Vice President Vic Marley became the club’s new chairman in May 2007 and appointed a new manager in Steve Evans with Paul Raynor as his assistant. The club suffered another setback on the eve of the 2007-08 with the announcement that six points were to be deducted. Crawley had one of the smallest budgets in the Conference but they finished a creditable 15th and reached the quarter-finals of the FA Trophy for the first time in their history.
In April 2008, a new era dawned for the club when Prospect Estates Holdings Limited took control in conjunction with former owner John Duly. With former director Bruce Winfield and local businesswoman Susan Carter now key shareholders alongside Prospect Estates the club went from strength to strength. In October 2009 Mr Winfield announced that Crawley Town would finish the season debt-free 18 months after the new owners had inherited liabilities of more than £500,000.
In July 2010 Winfield announced that he and Carter had become majority shareholders and had attracted new investment into the club, some of it from overseas. This enabled Evans to start rebuilding a squad which had finished a superb seventh in 2009-10, the best position in the club’s history. In the next six months a total of 23 new players arrived and the investment paid off spectacularly with Reds enjoying the best FA Cup run in their history, reaching the fifth round where they earned worldwide recognition for a brilliant performance at Old Trafford where they lost to a single goal to Manchester United in front of a crowd of 74,778.
In March 2011, Bruce Winfield lost his brave battle with cancer three days after watching the team take another big step towards the title with victory over rivals AFC Wimbledon. History was made on April 9 2011 when Reds won promotion to the Football League after beating Tamworth 3-0 to stretch their unbeaten league record to 26 games. They finished the season with a record Conference points total (105) and also set a new record for the longest unbeaten run, having extended it to 30 matches by the end of the campaign.
Reds quickly set the pace at the top of League Two and then embarked on another FA Cup run, beating Championship sides Bristol City and Hull City to earn a crack at Stoke City in the fifth round when Premier League opposition visited for the first time in a competitive game.

════════

WORK INSTRUCTION 1: According to the Crawley Town history, how many people watched the team's FA Cup match against Manchester United at Old Trafford?
WORK INSTRUCTION 2: Carry on the Crawley Town history from its last sentence.
The listing that follows comes from a separate source.

RECORD SET:
════════

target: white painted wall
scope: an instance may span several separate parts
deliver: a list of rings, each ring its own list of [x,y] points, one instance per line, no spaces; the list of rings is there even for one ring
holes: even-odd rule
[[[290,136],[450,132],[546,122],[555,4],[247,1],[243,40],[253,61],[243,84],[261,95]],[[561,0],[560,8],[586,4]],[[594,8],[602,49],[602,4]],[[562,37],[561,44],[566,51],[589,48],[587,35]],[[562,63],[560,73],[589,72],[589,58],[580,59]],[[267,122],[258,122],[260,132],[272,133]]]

════════

RESPONSE 1: 74,778

RESPONSE 2:
Reds lost 2-0 and by then had sold Matt Tubbs and Tyrone Barnett for record fees. After nearly five years in charge, Evans resigned in April 2012 to take up the manager’s role at Rotherham. Steve Coppell arrived at the club as Director of Football and with Caretaker Manager Craig Brewster guided Reds to a second successive promotion after a 1-0 win at Accrington Stanley secured League One football in third place.
In May 2012 Sean O’Driscoll was appointed Evans’ successor but within two months had accepted the manager’s job at Nottingham Forest. Richie Barker was appointed manager in August 2012 after a successful spell with League One rivals Bury, whom he guided to promotion in 2011. Barker guided Crawley to a creditable 10th-place finish but after a run of seven League games without a win, with just one goal scored, he left the club by mutual consent. On December 3, the experienced John Gregory was appointed as our new manager and guided Reds to 15th place despite a punishing end to the season when Reds had to play 21 games in ten weeks in the second half of the campaign.
Gregory had to step down in December 2014 to undergo heart surgery. Dean Saunders was appointed Interim Manager but despite some improved results Reds were relegated back to League Two after three seasons in the third tier after losing to Coventry City in the final game of the 2014-15 campaign. A few weeks later the club appointed Mark Yates as the new manager with ex-Reds' midfielder Jimmy Dack named as his assistant.